* [READING TEXT]:
+ + + +

If you’re anything like today’s students, you don’t know much at all. So think about this quote from Cicero: “To be ignorant of what occurred before you were born is to remain always a child. For what is the worth of human life, unless it be woven into the life of our ancestors by the records of history?”

Here are 25 American History Facts Most Students Don’t Know: From College

1.Abraham Lincoln’s significance as the 16th President of the United States:
Education Overtime visited the steps of the Lincoln Memorial in D.C., and asked students why President Lincoln was important to America. One student answered that his beard made him important; another said he was killed at a puppet show. Few were able to explain his leadership and role in the American Civil War.

2.George Washington’s significance:
If kids can’t identify why Lincoln was important, you’d at least think they can understand why our very first president was an important leader. Nope. In the 2010 National Assessment of Educational Progress, only 23% of fourth graders were able to point out his status as the first U.S. President, Commander-in-Chief of the Continental Army, participation in the Constitutional Convention, or his role in the French and Indian War. Twenty-four percent entered inappropriate responses, 45% got partial credit, and 7% didn’t even try to answer at all.

3.The best presidents in history:
Surely, a selection of the best U.S. presidents is a subjective one, but a 2008 Harris poll revealed that the public’s perception is totally off base. It turns out that students and the general public are much more likely to list those with which they’re familiar from their own lifetime, rather than true “greatness.” When measured against the lists that most historians provide, they are completely different.

4.When the American Civil War Occurred:
In a 2007 telephone sample, students were asked if the American Civil War occurred in the half-century between 1850-1900. Only 43% identified this period as the correct one. This is, however, an improvement upon 1986 numbers: during a survey in that year, only 32% answered the question correctly.

5.What happened at the Constitutional Convention:
In a Newsweek quiz, an incredible number of Americans were not able to pass the basic citizenship quiz. Perhaps the most alarming of these questions was, “What happened at the Constitutional Convention?” This one is so baffling because the answer is right in the question!

6.Who our World War II Allies were:
In a multiple choice question, many students were unable to pick out the Soviet Union as an ally of the U.S. in WWII. This was in the National Assessment of Educational Progress, an exam that fewer than 20% of American fourth and eighth graders showed more than a basic knowledge on.

7.The authors of the Federalist Papers:
In Newsweek‘s U.S. citizenship test, few were able to identify the authors of The Federalist Papers. In fact 88% of respondents got the question wrong, failing to share the names of even one of the authors–Alexander Hamilton, James Madison, and John Jay.

8.The American Revolutionary War allowed the U.S. to gain independence:
The Lunch Scholars video from a Washington State high school reveals just how bad things really are in the history department: not one student on the video was able to identify the American Revolutionary War as the war in which American gained independence. Not without a hint, anyway.

9.The role of women as shopkeepers and farmers during the American Revolution:
When asked what role many colonial women played during the American Revolution, many students weren’t able to correctly answer that women kept farms and shops running during the war: 54% of fourth graders answered incorrectly.

+ + + +

* [DATA ROWS]:
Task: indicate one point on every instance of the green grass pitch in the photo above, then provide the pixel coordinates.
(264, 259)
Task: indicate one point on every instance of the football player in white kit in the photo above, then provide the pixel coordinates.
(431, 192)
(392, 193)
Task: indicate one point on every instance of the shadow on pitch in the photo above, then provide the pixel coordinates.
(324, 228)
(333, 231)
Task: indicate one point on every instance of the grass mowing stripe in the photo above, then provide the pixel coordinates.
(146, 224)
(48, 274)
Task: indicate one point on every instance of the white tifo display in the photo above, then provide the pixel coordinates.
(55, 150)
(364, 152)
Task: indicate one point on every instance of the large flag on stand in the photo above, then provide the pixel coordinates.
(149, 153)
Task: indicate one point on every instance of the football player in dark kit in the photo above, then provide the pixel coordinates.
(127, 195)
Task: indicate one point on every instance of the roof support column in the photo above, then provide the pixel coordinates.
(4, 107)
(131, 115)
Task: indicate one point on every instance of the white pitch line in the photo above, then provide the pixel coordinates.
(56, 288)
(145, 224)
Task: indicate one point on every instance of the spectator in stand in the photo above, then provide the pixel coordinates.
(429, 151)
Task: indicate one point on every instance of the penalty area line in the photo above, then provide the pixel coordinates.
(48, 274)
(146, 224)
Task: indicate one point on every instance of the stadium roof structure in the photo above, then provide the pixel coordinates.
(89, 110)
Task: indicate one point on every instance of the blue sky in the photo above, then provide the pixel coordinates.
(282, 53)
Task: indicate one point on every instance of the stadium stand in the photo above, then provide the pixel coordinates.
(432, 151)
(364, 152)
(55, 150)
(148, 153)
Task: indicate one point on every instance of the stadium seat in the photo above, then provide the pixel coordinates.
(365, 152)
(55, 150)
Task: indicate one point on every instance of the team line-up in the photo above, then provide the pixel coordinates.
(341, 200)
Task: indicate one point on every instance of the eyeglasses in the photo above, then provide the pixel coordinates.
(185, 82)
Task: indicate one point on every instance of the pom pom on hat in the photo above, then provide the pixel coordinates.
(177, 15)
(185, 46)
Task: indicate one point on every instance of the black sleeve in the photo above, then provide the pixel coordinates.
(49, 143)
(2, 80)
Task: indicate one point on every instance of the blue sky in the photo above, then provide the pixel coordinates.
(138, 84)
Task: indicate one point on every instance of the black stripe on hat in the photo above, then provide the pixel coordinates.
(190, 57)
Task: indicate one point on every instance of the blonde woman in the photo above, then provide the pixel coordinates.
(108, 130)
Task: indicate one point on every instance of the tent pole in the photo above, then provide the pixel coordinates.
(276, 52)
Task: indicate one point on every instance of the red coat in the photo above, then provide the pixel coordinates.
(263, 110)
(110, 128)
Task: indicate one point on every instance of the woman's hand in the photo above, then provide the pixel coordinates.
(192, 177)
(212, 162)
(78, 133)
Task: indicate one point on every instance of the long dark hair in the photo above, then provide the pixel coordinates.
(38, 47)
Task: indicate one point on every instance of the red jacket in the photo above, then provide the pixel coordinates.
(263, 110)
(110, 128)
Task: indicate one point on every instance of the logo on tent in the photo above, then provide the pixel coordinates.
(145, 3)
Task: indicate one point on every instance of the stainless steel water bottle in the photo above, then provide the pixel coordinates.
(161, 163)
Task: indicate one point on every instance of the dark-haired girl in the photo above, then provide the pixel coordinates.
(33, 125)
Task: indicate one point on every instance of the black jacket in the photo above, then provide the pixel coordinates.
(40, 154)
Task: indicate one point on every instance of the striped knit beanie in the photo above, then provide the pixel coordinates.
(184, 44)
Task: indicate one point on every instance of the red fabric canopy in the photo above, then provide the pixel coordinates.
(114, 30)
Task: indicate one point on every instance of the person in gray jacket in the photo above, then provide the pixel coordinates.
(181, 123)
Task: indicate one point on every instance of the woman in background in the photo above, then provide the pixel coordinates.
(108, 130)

+ + + +

* [EXERCISE INSTRUCTIONS]:
(1) Write out the passage in the American history text starting at "8.The American Revolutionary" and ending at "graders answered incorrectly.".
(2) Carry on the American history text past its final sentence.

* [RESULTS IN ORDER]:
(1)
8.The American Revolutionary War allowed the U.S. to gain independence:
The Lunch Scholars video from a Washington State high school reveals just how bad things really are in the history department: not one student on the video was able to identify the American Revolutionary War as the war in which American gained independence. Not without a hint, anyway.

9.The role of women as shopkeepers and farmers during the American Revolution:
When asked what role many colonial women played during the American Revolution, many students weren’t able to correctly answer that women kept farms and shops running during the war: 54% of fourth graders answered incorrectly.

(2)
10.What the Bill of Rights guarantees:
The Bill of Rights gives Americans a set of unalienable rights, if only we could remember what they are. A third of students don’t know that the Bill of Rights guarantees the freedom of speech and religion.

11.Christopher Columbus sailed to the Americas, Jamestown was founded before the Constitution was written, and Abraham Lincoln announced the Emancipation Proclamation:
When asked to assign these major historic events to a timeline, only 19% of fourth graders were able to correctly assign all four of them. Four percent didn’t even try.

12.North Korea’s ally in the Korean War:
In the 2010 National Assessment of Educational Progress, nearly 80% of 12th graders selected the wrong answer when asked which country was North Korea’s ally in fighting the U.S. during the Korean War. Even worse, it was a multiple choice question, allowing students to choose between the Soviet Union, Japan, China, and Vietnam.

13.The purpose of the Lewis and Clark expedition:
In 2010, fourth graders were given a map of U.S. expansion and asked to identify why Thomas Jefferson sent Lewis and Clark on their expedition. Fifty percent of students were unable to correctly identify that they were sent to gather information about lands for settlement.

14.The rights that are protected by the First Amendment:
In a question that shared a passage from the First Amendment, students were asked which right it protects. Fifty-five percent of students failed to identify the correct answer as the right to hold public meetings, instead choosing answers including the right to a prompt trial, to a jury of one’s peers, and to vote regardless of race or color.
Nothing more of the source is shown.